Description of the task
Edit the records below so that every "coverage chart" becomes "summary chart", with nothing else changed. Leave the pictures out of your answer.

Collected data
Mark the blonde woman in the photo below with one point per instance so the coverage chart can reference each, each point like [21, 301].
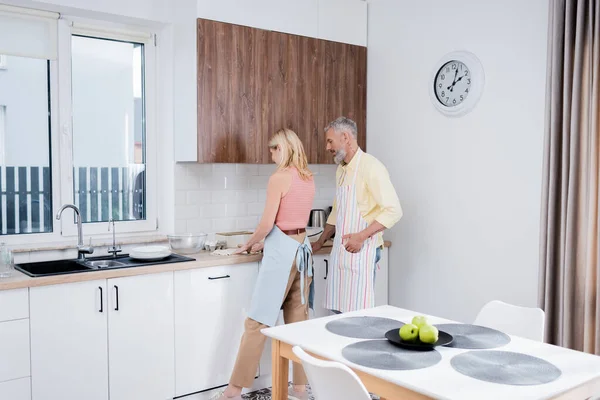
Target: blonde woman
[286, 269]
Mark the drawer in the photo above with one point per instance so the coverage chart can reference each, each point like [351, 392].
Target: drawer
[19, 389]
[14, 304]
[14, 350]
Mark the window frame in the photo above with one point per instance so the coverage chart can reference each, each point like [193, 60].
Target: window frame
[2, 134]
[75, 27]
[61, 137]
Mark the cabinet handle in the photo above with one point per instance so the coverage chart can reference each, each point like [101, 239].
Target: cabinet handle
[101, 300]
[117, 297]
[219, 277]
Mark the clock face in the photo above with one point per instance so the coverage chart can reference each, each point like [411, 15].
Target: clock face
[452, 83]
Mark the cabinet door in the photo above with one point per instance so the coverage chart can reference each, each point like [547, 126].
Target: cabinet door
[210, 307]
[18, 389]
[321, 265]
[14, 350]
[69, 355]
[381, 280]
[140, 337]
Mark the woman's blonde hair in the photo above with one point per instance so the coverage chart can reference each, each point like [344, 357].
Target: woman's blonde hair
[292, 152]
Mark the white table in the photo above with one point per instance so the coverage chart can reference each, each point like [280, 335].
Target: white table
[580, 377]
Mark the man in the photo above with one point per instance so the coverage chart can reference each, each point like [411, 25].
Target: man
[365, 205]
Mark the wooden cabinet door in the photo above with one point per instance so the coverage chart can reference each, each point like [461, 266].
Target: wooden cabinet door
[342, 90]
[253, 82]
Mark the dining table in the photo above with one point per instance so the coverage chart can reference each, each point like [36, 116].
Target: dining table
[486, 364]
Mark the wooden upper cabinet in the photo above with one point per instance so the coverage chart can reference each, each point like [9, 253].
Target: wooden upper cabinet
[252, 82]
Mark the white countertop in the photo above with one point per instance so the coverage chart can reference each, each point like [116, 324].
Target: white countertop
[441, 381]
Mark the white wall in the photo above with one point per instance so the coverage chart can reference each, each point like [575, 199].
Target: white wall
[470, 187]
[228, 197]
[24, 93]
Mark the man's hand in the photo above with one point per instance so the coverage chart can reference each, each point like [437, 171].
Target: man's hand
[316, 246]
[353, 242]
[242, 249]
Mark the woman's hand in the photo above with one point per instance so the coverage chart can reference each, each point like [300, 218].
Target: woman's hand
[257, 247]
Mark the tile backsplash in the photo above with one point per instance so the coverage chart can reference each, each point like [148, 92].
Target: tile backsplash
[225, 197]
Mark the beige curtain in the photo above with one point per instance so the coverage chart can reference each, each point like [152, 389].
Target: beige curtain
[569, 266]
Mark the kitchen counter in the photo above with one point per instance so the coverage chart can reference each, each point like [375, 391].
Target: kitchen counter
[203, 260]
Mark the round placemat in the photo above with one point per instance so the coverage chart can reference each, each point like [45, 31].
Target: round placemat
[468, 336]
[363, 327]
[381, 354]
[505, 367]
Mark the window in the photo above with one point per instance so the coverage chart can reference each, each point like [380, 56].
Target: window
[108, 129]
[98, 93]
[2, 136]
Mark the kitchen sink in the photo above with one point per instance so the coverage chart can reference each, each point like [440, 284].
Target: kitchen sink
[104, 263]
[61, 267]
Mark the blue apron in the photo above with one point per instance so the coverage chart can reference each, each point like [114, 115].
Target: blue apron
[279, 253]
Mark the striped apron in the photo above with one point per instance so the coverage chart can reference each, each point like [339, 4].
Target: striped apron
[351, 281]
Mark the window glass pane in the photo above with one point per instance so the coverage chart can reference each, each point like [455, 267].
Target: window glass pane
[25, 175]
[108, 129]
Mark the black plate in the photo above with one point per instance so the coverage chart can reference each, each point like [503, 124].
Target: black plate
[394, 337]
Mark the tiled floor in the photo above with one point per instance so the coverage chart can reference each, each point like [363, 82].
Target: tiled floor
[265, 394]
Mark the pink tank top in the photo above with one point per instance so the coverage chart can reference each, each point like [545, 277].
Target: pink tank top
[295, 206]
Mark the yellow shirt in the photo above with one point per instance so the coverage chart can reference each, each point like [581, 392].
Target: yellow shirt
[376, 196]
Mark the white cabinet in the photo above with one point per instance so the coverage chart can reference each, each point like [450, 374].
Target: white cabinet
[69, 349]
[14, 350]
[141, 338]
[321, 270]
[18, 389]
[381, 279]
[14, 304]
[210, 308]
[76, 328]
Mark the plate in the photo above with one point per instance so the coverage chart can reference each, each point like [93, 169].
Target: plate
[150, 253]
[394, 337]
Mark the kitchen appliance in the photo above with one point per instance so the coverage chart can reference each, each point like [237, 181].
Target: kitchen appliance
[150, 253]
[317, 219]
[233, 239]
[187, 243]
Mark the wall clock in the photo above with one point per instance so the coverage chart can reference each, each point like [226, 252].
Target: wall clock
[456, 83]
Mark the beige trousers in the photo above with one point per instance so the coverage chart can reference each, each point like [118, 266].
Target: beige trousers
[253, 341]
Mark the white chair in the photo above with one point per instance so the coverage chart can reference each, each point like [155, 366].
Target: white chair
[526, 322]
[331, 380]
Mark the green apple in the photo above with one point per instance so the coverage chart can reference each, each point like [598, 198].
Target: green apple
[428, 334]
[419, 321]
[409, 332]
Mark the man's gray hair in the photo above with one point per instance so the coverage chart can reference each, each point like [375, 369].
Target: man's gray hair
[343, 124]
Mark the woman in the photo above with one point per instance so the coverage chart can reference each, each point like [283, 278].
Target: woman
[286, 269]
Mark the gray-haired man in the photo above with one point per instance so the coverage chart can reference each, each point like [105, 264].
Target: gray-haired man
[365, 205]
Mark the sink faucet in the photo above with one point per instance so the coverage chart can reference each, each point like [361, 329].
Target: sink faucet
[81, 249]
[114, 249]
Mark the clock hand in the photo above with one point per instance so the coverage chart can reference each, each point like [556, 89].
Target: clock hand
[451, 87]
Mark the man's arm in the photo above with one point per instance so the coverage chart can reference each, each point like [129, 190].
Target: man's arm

Exercise result
Mark the blonde woman in the photo below with one point per instance so the summary chart can reference each, each point like [21, 301].
Target: blonde woman
[286, 269]
Mark the drawer in the photo above with one point per instance so the summary chart can reference each, each point like [351, 392].
Target: drawer
[19, 389]
[14, 304]
[14, 350]
Mark the window frame in the photo above with one point per instance so the summary chart can reference each, each point like [193, 60].
Target: window frame
[2, 134]
[75, 27]
[61, 137]
Mark the cabinet handle in the photo above with one point per instance so the summary chart can reference each, each point like [101, 239].
Target: cabinet handle
[101, 300]
[117, 297]
[219, 277]
Mark the clock face in the photo above with one point per instance so the summary chart can reference each, each point like [411, 15].
Target: clock face
[452, 83]
Mark the cabinet door in the photo above with one point per instance so the summary chart can reference each, each point like [547, 126].
Target: cabinet door
[210, 307]
[18, 389]
[321, 265]
[14, 350]
[69, 355]
[381, 280]
[140, 337]
Mark the woman's blonde hair in the photo above with one point per instance so the summary chart can reference each, each point like [344, 357].
Target: woman's blonde hair
[292, 152]
Mark the white table in the photo above with one point per instance so the summary chart can reference each, each point like [280, 335].
Target: white table
[580, 377]
Mark the man in the photo above with one point per instance so the summary chart can reference each, each point like [411, 25].
Target: man
[365, 205]
Mark the wooden cabinet door in the photo above with one point per instance so the summary chart can reference each, each point like [461, 266].
Target: wooden cabinet door
[342, 90]
[253, 82]
Mark the dining table in the photo above with one point per instance so the summary chart can reference each, each point like [36, 116].
Target: dining table
[486, 364]
Mark the wooden upper cabinet in the photo above with one point per instance so the summary chart can reference each, each point like [9, 253].
Target: wooden upper cabinet
[252, 82]
Mark the white countertop in the photo above with one point per instance so the summary chart can reference each, each point like [116, 324].
Target: white countertop
[441, 381]
Mark the white wall in the photo above with one point per instance so the summary chart can reference each, each point like [575, 199].
Target: white wall
[470, 187]
[228, 197]
[24, 93]
Mark the man's hand in the photo above with one point per instance so the summary chart can reference each, each point like [437, 171].
Target: man's hand
[316, 246]
[353, 242]
[242, 249]
Mark the woman's hand in the photo above with one point per instance so the summary chart can reference each, each point like [300, 218].
Target: woman's hand
[257, 247]
Mark the tile backsplash in the photo above with one point per instance so the summary chart can reference each, each point like [148, 92].
Target: tile backsplash
[225, 197]
Mark the beige curtain in the photo above with one point per instance so the summary chart can reference each, each point like [152, 389].
Target: beige curtain
[569, 266]
Mark the kitchen counter in the photo above with one point per instance so the summary chart can reference each, each point like [375, 391].
Target: kitchen counter
[203, 260]
Mark the round placemat in the photo above with one point per instance so the summary chart can reference each, each point like [45, 31].
Target: round placemat
[468, 336]
[363, 327]
[381, 354]
[505, 367]
Mark the window in the photo above with one point per instance so the summary chart can reference each, each point like [380, 56].
Target: window
[108, 129]
[98, 93]
[2, 136]
Mark the kitchen sink in the photo above with one point per instance so the summary chart can reference each, each point like [440, 284].
Target: kitchen sink
[104, 263]
[61, 267]
Mark the blue apron in the photo above with one point per instance so the summary chart can reference each, each point like [114, 115].
Target: blue apron
[279, 253]
Mark the striped apron in the photo above with one point per instance so the summary chart can reference each, each point like [339, 4].
Target: striped apron
[351, 281]
Mark the window glass pane in the photo above with one point per instance so the summary chart can reference each, each point like [455, 267].
Target: window glass pane
[25, 175]
[108, 129]
Mark the black plate in the photo above with one point per instance so the summary chart can reference each, each point like [503, 124].
Target: black plate
[394, 337]
Mark the tiled floor in the photo above with one point per instance so the summary chart can reference each, each point like [363, 82].
Target: tiled floor
[265, 394]
Mark the pink tank top in the photo above with one point per instance so the summary chart can reference each, each point like [545, 277].
Target: pink tank top
[295, 206]
Mark the yellow shirt in the photo above with one point per instance so the summary chart can reference each, each point like [581, 392].
Target: yellow shirt
[376, 196]
Mark the white cabinet in the photo above with one point per instance so the summary chart can reference each, each point like [450, 374].
Target: white cabinet
[69, 349]
[14, 350]
[141, 338]
[321, 270]
[18, 389]
[381, 279]
[14, 304]
[210, 308]
[76, 328]
Mark the plate in the photo above with one point per instance so the summary chart can reference each, each point like [93, 169].
Target: plate
[150, 253]
[394, 337]
Mark the kitchen appliance in the photo above with one point per instance so the summary chart can reference each, each point like [237, 181].
Target: kitchen appliance
[150, 253]
[317, 219]
[233, 239]
[187, 243]
Mark the wall clock in the photo above with one point per instance so the summary chart can reference each, each point like [226, 252].
Target: wall clock
[456, 83]
Mark the beige trousers in the photo above with one point per instance so the summary chart can reference each, each point like [118, 266].
Target: beige trousers
[253, 341]
Mark the white chair in the photo above with one point per instance so the summary chart can reference each, each point like [155, 366].
Target: white chair
[526, 322]
[331, 380]
Mark the green apple in the photo above with one point per instance so the summary chart can reference each, each point like [598, 198].
Target: green apple
[428, 334]
[419, 321]
[409, 332]
Mark the man's gray hair in the photo above with one point per instance so the summary chart can reference each, each point like [375, 369].
Target: man's gray hair
[343, 124]
Mark the woman in the photo above with one point per instance so the summary chart can reference each, each point like [283, 278].
Target: woman
[286, 269]
Mark the gray-haired man in the photo above with one point per instance so the summary chart can reference each, each point like [105, 264].
Target: gray-haired man
[365, 205]
Mark the sink faucet in the photo above with one point per instance so the summary chart can reference each, each point like [361, 329].
Target: sink faucet
[81, 249]
[114, 249]
Mark the clock hand in the photo above with one point per instance so the summary chart can reference each, each point like [556, 89].
Target: clock hand
[451, 87]
Mark the man's arm in the photo above with one point per instance so the summary chart can reference each, each point like [129, 190].
Target: man's arm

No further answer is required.